Entries for pointing to labeled objects
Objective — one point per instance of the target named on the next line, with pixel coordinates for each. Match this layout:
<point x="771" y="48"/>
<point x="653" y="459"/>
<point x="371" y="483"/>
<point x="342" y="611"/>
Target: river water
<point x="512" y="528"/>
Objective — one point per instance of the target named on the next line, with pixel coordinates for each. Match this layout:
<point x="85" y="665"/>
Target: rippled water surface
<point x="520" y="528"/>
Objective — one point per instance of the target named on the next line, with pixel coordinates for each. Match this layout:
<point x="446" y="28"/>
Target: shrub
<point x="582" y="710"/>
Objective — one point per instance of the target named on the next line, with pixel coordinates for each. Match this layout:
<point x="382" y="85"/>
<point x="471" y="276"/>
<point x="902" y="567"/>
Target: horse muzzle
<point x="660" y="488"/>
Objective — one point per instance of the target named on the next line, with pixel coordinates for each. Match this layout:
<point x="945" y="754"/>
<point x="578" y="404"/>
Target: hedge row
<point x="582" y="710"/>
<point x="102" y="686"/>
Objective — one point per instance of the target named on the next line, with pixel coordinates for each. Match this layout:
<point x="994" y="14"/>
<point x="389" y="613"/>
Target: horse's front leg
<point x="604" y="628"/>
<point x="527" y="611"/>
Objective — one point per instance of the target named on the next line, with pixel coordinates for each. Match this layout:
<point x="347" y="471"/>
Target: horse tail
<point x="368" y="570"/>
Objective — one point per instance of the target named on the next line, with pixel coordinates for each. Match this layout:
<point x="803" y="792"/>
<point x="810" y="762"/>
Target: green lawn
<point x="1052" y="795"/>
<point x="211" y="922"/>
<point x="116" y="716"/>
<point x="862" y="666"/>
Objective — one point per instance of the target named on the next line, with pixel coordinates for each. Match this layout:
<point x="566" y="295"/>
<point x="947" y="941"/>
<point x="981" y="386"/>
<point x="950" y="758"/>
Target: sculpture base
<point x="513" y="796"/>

● **Exercise prompt**:
Copy out each line of the material above that contains the string "water".

● **Completed exercise**:
Target: river water
Target: rippled water surface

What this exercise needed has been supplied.